Paul Théraneau (Fabrice Luchini), Maire socialiste de Lyon, traverse une période de grand vide, lui qui avait pourtant brillé par ses idées débordantes durant de longues années. Pour lui redonner un petit coup de fouet, son équipe engage une jeune diplômée de littérature et philosophie afin qu’elle stimule les neurones du politicien en veille. C’est ainsi qu’Alice Heimann (Anaïs Demoustier) fait son entrée à la mairie avec des consignes assez floues : aider Paul Théraneau à penser. La jeune fille prend cependant son rôle très à cœur, et rédige des “notes” pour le Maire, dans lesquelles elle détaille des comportements politiques dérivés de pensées philosophiques. Elle conseille notamment plus de modestie, qualité que le Maire semble avoir depuis quelques temps égarée. Au lieu de s’offusquer, celui-ci encense totalement sa nouvelle recrue qui devient à la fois sa conseillère et sa confidente. Mais à la mairie, la réussite d’Alice suscite des jalousies et commence rapidement à énerver.

------

▶ **ÉNONCÉ A**
Convertissez en liste JSON de chaînes les entrées allant de la ligne contenant « Exercise. Point out every instance of the beige » jusqu'à la fin des entrées, avec une chaîne par ligne et sans les lignes vides.
L'extrait et les entrées n'ont aucun rapport entre eux.

▶ **LIGNES DE DONNÉES**
------

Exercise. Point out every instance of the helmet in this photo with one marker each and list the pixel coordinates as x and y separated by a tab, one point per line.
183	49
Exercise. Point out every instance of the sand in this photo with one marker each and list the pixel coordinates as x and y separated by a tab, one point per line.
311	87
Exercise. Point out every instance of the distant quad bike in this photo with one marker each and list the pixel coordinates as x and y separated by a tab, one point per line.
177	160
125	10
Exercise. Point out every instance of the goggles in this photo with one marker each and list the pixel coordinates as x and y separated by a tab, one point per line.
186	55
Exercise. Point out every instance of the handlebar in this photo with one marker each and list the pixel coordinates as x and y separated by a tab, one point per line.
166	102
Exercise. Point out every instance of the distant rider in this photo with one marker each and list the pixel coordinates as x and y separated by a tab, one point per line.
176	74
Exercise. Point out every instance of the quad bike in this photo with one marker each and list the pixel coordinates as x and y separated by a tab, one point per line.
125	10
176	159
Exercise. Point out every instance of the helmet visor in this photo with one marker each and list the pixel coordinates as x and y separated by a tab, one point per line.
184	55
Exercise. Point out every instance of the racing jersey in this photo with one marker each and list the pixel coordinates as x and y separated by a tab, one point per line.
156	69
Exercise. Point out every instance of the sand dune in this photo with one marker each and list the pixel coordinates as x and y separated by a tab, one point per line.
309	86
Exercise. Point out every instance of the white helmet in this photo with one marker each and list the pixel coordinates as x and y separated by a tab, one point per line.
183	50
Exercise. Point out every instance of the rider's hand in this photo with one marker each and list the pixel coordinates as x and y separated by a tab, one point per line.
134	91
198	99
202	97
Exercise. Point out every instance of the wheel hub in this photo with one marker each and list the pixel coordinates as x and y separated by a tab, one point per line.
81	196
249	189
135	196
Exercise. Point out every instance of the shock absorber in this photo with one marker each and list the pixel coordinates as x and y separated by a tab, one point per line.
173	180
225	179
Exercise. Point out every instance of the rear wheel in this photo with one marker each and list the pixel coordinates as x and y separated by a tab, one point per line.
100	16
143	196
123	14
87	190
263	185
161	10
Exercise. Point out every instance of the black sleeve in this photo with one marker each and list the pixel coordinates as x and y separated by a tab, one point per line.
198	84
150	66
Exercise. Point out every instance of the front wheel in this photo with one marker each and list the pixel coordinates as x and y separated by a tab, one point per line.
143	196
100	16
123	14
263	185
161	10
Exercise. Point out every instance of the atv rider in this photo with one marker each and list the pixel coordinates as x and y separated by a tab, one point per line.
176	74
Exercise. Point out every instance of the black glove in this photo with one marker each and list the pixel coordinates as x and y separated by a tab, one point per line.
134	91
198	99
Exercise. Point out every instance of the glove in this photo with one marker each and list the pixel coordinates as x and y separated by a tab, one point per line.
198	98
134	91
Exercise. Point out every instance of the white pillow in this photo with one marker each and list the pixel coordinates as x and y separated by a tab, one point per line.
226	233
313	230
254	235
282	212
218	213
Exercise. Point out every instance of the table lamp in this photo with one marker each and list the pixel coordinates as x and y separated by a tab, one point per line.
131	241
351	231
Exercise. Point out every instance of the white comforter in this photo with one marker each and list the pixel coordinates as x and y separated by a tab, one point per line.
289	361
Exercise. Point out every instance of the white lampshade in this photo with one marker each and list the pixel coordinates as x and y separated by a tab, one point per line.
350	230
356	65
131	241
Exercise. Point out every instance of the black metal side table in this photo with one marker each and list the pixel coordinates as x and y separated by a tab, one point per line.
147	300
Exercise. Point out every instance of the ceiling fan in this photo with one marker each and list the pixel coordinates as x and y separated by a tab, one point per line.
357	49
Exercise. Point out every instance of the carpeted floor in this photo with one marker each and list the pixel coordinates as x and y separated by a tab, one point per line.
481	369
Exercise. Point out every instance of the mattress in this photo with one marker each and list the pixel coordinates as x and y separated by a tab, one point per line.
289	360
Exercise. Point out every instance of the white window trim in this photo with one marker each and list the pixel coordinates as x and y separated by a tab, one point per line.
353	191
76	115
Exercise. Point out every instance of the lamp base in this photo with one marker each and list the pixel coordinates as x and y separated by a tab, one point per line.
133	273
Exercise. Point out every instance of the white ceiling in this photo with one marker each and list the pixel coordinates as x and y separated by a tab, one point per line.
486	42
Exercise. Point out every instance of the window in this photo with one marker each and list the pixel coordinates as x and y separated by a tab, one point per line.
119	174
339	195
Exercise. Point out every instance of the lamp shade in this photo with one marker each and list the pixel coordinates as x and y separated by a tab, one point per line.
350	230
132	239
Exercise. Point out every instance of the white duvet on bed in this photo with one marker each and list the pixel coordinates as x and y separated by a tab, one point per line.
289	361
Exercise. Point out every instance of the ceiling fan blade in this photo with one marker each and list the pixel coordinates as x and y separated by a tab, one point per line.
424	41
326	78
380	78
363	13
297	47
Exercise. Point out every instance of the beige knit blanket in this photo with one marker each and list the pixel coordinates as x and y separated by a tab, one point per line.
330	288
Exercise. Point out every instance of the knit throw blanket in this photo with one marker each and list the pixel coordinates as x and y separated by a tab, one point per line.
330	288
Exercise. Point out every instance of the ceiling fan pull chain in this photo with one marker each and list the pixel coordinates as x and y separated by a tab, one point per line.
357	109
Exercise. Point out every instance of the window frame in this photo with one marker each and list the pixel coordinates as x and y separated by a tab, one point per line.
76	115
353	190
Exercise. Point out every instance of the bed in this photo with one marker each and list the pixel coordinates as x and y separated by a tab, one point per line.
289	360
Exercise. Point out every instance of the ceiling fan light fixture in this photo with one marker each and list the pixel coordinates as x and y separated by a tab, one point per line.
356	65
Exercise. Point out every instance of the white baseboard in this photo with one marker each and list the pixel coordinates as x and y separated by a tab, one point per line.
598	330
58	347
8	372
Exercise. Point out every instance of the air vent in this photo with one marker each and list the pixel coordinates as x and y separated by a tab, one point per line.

------

▶ **ÉNONCÉ B**
D'après l'extrait :
(i) À quel bord politique appartient le Maire de Lyon ?
(ii) Dans quelles disciplines Alice Heimann est-elle diplômée ?
(iii) Quelle qualité conseille-t-elle au Maire dans ses notes ?

▶ **SORTIE ATTENDUE A**
[
  "Exercise. Point out every instance of the beige knit blanket in this photo with one marker each and list the pixel coordinates as x and y separated by a tab, one point per line.",
  "330\t288",
  "Exercise. Point out every instance of the knit throw blanket in this photo with one marker each and list the pixel coordinates as x and y separated by a tab, one point per line.",
  "330\t288",
  "Exercise. Point out every instance of the ceiling fan pull chain in this photo with one marker each and list the pixel coordinates as x and y separated by a tab, one point per line.",
  "357\t109",
  "Exercise. Point out every instance of the window frame in this photo with one marker each and list the pixel coordinates as x and y separated by a tab, one point per line.",
  "76\t115",
  "353\t190",
  "Exercise. Point out every instance of the bed in this photo with one marker each and list the pixel coordinates as x and y separated by a tab, one point per line.",
  "289\t360",
  "Exercise. Point out every instance of the ceiling fan light fixture in this photo with one marker each and list the pixel coordinates as x and y separated by a tab, one point per line.",
  "356\t65",
  "Exercise. Point out every instance of the white baseboard in this photo with one marker each and list the pixel coordinates as x and y separated by a tab, one point per line.",
  "598\t330",
  "58\t347",
  "8\t372",
  "Exercise. Point out every instance of the air vent in this photo with one marker each and list the pixel coordinates as x and y separated by a tab, one point per line."
]

▶ **SORTIE ATTENDUE B**
(i) Il est socialiste.
(ii) En littérature et en philosophie.
(iii) La modestie.